● Exercise description
In the entries below, switch every occurrence of "rear door window" to "back door window" and keep all other text unchanged. Leave the pictures out of the result.
____________
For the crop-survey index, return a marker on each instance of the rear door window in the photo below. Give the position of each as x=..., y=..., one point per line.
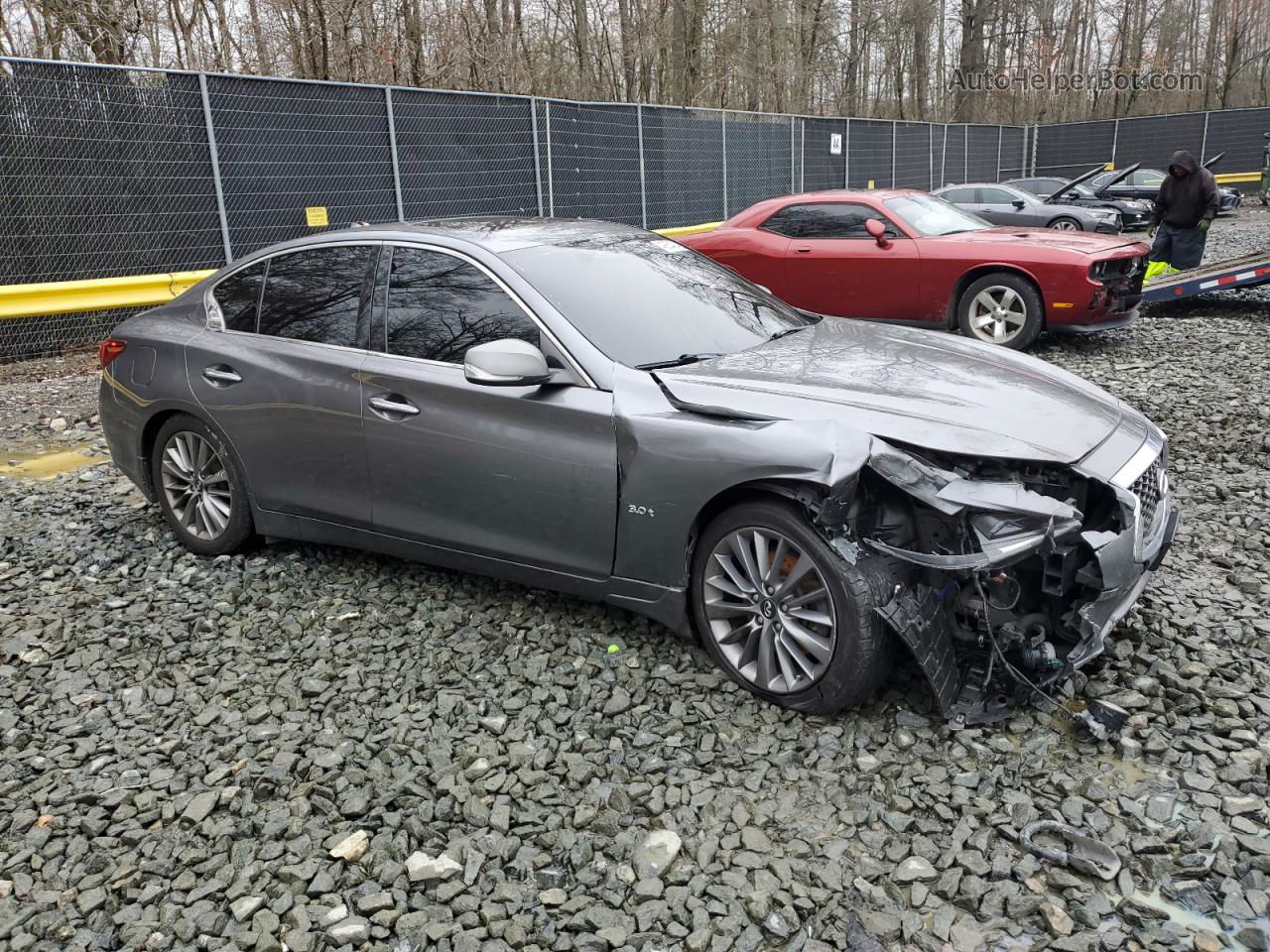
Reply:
x=996, y=195
x=318, y=295
x=830, y=220
x=439, y=306
x=239, y=298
____________
● Correct output
For the crop-survey index, return a marker on each instance of the back door window in the photo below. Give the position of each as x=..., y=..., one point per line.
Reply:
x=996, y=195
x=318, y=295
x=830, y=220
x=439, y=306
x=239, y=298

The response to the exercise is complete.